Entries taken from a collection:
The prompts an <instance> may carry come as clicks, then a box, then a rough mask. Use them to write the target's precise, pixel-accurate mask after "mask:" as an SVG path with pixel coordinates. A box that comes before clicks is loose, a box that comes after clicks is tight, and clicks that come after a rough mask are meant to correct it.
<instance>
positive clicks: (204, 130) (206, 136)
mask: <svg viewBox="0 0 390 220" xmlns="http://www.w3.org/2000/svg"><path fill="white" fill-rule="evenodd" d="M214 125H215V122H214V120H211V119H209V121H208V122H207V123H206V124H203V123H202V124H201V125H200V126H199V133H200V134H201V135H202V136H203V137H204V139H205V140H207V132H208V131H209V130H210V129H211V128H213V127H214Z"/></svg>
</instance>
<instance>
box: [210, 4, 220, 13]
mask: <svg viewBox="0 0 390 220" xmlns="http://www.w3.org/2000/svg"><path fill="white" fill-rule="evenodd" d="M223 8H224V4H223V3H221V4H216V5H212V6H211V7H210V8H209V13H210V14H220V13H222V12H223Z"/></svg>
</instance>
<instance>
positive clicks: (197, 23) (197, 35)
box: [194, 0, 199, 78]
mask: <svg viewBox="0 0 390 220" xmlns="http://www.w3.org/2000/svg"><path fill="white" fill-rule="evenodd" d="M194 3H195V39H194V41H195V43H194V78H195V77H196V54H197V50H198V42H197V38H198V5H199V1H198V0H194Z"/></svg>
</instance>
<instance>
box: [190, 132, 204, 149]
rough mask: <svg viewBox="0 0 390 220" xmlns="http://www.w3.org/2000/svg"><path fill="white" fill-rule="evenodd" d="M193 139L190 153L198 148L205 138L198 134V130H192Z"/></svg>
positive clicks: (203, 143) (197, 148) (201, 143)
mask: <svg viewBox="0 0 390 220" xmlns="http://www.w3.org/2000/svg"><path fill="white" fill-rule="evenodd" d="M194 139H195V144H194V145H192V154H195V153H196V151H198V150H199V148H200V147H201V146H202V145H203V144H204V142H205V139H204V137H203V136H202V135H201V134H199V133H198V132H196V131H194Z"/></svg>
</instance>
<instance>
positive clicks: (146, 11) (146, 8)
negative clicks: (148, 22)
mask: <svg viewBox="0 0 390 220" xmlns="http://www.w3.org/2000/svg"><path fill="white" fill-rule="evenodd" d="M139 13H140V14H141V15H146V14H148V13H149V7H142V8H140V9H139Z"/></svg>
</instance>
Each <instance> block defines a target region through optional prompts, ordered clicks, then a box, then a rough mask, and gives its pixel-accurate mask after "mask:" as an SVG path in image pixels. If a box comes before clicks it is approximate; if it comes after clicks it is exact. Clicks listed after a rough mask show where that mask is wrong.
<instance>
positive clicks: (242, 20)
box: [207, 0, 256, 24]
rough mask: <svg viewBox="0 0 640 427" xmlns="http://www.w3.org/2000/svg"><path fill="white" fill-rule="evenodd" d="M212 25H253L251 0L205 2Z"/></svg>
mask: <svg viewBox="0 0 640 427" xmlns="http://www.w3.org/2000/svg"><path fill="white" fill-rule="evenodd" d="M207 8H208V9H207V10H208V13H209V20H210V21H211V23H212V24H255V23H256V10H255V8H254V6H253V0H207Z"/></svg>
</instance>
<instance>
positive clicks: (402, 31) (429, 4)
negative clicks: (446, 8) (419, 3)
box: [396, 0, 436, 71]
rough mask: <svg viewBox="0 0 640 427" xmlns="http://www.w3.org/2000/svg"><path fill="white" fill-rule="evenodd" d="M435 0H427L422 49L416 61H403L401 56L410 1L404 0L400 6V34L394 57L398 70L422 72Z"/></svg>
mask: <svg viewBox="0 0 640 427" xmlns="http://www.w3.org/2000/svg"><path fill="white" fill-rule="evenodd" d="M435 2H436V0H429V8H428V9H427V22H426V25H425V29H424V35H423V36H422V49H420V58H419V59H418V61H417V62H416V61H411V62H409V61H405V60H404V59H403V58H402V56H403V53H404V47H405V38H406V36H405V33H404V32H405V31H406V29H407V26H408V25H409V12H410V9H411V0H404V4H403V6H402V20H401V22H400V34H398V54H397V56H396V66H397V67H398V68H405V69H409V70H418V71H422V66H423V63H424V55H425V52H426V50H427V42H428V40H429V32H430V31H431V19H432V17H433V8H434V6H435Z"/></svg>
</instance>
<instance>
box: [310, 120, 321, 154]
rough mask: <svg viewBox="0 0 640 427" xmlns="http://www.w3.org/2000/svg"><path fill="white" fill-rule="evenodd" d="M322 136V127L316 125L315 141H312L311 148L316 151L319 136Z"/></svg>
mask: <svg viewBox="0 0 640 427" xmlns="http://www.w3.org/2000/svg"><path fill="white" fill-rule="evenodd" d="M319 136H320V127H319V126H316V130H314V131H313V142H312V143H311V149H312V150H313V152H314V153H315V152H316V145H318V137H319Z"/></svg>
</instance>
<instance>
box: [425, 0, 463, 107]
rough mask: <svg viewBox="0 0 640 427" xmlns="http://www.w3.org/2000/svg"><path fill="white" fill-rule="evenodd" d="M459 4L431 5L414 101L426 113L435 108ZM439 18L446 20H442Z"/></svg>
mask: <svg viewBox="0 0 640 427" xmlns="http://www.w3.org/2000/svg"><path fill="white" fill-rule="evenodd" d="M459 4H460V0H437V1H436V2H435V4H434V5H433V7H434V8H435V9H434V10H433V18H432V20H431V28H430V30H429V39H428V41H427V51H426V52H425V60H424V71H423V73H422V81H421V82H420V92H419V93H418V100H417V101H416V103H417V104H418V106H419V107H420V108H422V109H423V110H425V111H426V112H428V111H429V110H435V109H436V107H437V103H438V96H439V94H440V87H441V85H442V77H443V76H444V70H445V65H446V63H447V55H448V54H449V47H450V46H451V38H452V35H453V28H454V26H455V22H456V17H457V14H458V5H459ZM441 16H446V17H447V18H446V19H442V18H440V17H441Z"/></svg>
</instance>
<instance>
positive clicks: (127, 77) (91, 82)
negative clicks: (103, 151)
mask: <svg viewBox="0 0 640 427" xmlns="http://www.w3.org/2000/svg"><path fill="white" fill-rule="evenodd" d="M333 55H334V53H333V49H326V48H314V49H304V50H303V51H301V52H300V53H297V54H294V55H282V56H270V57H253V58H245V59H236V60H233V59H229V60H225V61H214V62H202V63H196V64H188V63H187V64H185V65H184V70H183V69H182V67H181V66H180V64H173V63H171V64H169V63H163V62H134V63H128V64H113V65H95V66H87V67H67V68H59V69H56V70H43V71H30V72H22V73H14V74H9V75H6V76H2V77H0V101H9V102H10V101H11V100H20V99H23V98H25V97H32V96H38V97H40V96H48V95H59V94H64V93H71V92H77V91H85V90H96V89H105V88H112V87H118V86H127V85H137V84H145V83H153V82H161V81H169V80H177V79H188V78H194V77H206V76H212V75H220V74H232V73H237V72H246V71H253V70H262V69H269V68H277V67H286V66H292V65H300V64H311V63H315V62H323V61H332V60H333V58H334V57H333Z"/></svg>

**WHAT IS NEEDED:** Above are the entries; return each one exactly.

**SOLUTION FOR THIS EXERCISE:**
The prompts an <instance> may carry come as clicks, then a box, then a rough mask. Use them to write the target's precise, pixel-accurate mask after "mask:" as an SVG path with pixel coordinates. A box that comes before clicks is loose, a box that comes after clicks is tight, and clicks that come after a rough mask are meant to correct it.
<instance>
positive clicks: (204, 130) (206, 136)
mask: <svg viewBox="0 0 390 220" xmlns="http://www.w3.org/2000/svg"><path fill="white" fill-rule="evenodd" d="M214 125H215V122H214V120H211V119H209V121H208V122H207V123H206V124H203V123H202V124H201V125H200V126H199V133H200V134H201V135H202V136H203V137H204V139H205V140H207V132H208V131H209V130H210V129H211V128H213V127H214Z"/></svg>
</instance>
<instance>
box: [210, 4, 220, 13]
mask: <svg viewBox="0 0 390 220" xmlns="http://www.w3.org/2000/svg"><path fill="white" fill-rule="evenodd" d="M223 8H224V4H223V3H221V4H216V5H212V6H211V7H210V8H209V13H210V14H220V13H222V12H223Z"/></svg>
</instance>
<instance>
positive clicks: (197, 23) (197, 35)
box: [194, 0, 199, 78]
mask: <svg viewBox="0 0 390 220" xmlns="http://www.w3.org/2000/svg"><path fill="white" fill-rule="evenodd" d="M194 3H195V39H194V41H195V43H194V78H195V77H196V54H197V50H198V42H197V38H198V5H199V1H198V0H194Z"/></svg>
</instance>
<instance>
box: [190, 132, 204, 149]
rough mask: <svg viewBox="0 0 390 220" xmlns="http://www.w3.org/2000/svg"><path fill="white" fill-rule="evenodd" d="M193 139L190 153L198 148L205 138L198 134V130H192Z"/></svg>
positive clicks: (203, 143) (197, 148) (201, 143)
mask: <svg viewBox="0 0 390 220" xmlns="http://www.w3.org/2000/svg"><path fill="white" fill-rule="evenodd" d="M194 139H195V144H194V145H192V154H195V153H196V151H198V150H199V148H200V147H201V146H202V145H203V144H204V142H205V139H204V137H203V136H202V135H201V134H199V133H198V132H196V131H194Z"/></svg>
</instance>
<instance>
positive clicks: (146, 11) (146, 8)
negative clicks: (148, 22)
mask: <svg viewBox="0 0 390 220" xmlns="http://www.w3.org/2000/svg"><path fill="white" fill-rule="evenodd" d="M139 13H140V14H141V15H146V14H148V13H149V7H142V8H140V9H139Z"/></svg>
</instance>
Each <instance> block defines a target region through optional prompts, ordered clicks, then a box, then a rough mask, and gives its pixel-accurate mask after "mask:" as an SVG path in image pixels. If a box comes before clicks it is approximate; if it comes after clicks it is exact. Clicks listed after a rough mask show where that mask is wrong.
<instance>
positive clicks: (242, 20)
box: [207, 0, 256, 24]
rough mask: <svg viewBox="0 0 640 427" xmlns="http://www.w3.org/2000/svg"><path fill="white" fill-rule="evenodd" d="M212 25H253L251 0L205 2Z"/></svg>
mask: <svg viewBox="0 0 640 427" xmlns="http://www.w3.org/2000/svg"><path fill="white" fill-rule="evenodd" d="M207 8H208V9H207V10H208V13H209V20H210V21H211V23H212V24H255V23H256V10H255V8H254V6H253V0H207Z"/></svg>
</instance>
<instance>
positive clicks: (402, 31) (429, 4)
negative clicks: (446, 8) (419, 3)
box: [396, 0, 436, 71]
rough mask: <svg viewBox="0 0 640 427" xmlns="http://www.w3.org/2000/svg"><path fill="white" fill-rule="evenodd" d="M435 0H427L422 49L416 61H403L401 56L410 1L404 0L400 6V34L394 57L398 70L422 72Z"/></svg>
mask: <svg viewBox="0 0 640 427" xmlns="http://www.w3.org/2000/svg"><path fill="white" fill-rule="evenodd" d="M435 2H436V0H429V8H428V9H427V22H426V25H425V29H424V35H423V36H422V49H420V58H419V59H418V61H417V62H416V61H411V62H409V61H405V60H404V59H403V58H402V56H403V53H404V47H405V38H406V36H405V33H404V32H405V31H406V29H407V26H408V25H409V12H410V9H411V0H404V4H403V6H402V20H401V22H400V34H398V54H397V56H396V66H397V67H398V68H405V69H409V70H418V71H422V66H423V63H424V55H425V52H426V50H427V42H428V40H429V32H430V31H431V19H432V17H433V8H434V6H435Z"/></svg>
</instance>
<instance>
box: [310, 120, 321, 154]
rough mask: <svg viewBox="0 0 640 427" xmlns="http://www.w3.org/2000/svg"><path fill="white" fill-rule="evenodd" d="M322 136V127L316 125L315 141H312L311 148L316 151L319 136Z"/></svg>
mask: <svg viewBox="0 0 640 427" xmlns="http://www.w3.org/2000/svg"><path fill="white" fill-rule="evenodd" d="M319 136H320V127H319V126H316V130H314V131H313V142H312V143H311V149H312V150H313V152H314V153H315V152H316V145H318V137H319Z"/></svg>
</instance>
<instance>
box: [425, 0, 463, 107]
rough mask: <svg viewBox="0 0 640 427" xmlns="http://www.w3.org/2000/svg"><path fill="white" fill-rule="evenodd" d="M459 4L431 5L414 101L426 113L435 108ZM439 18L446 20H442Z"/></svg>
mask: <svg viewBox="0 0 640 427" xmlns="http://www.w3.org/2000/svg"><path fill="white" fill-rule="evenodd" d="M459 4H460V0H437V1H436V2H435V4H434V5H433V7H434V8H435V9H434V10H433V18H432V20H431V28H430V30H429V39H428V41H427V51H426V52H425V60H424V71H423V73H422V81H421V82H420V92H419V93H418V100H417V101H416V103H417V104H418V106H419V107H420V108H422V109H423V110H425V111H426V112H428V111H429V110H435V109H436V107H437V103H438V96H439V94H440V87H441V85H442V77H443V76H444V70H445V65H446V63H447V55H448V54H449V47H450V46H451V38H452V35H453V28H454V26H455V22H456V17H457V14H458V5H459ZM441 16H446V17H447V18H446V19H442V18H440V17H441Z"/></svg>
</instance>
<instance>
positive clicks: (127, 77) (91, 82)
negative clicks: (103, 151)
mask: <svg viewBox="0 0 640 427" xmlns="http://www.w3.org/2000/svg"><path fill="white" fill-rule="evenodd" d="M333 55H334V53H333V49H326V48H314V49H304V50H303V51H301V52H300V53H297V54H294V55H282V56H270V57H253V58H245V59H236V60H233V59H229V60H225V61H214V62H202V63H196V64H188V63H187V64H185V65H184V70H183V69H182V67H181V66H180V64H173V63H171V64H169V63H163V62H134V63H128V64H113V65H95V66H87V67H67V68H59V69H56V70H43V71H30V72H22V73H14V74H9V75H6V76H2V77H0V101H9V102H10V101H11V100H20V99H23V98H25V97H32V96H38V97H40V96H48V95H59V94H64V93H71V92H77V91H85V90H96V89H105V88H112V87H118V86H127V85H137V84H145V83H153V82H161V81H169V80H177V79H188V78H194V77H206V76H212V75H220V74H232V73H237V72H246V71H253V70H262V69H269V68H277V67H286V66H292V65H300V64H311V63H315V62H323V61H332V60H333V58H334V57H333Z"/></svg>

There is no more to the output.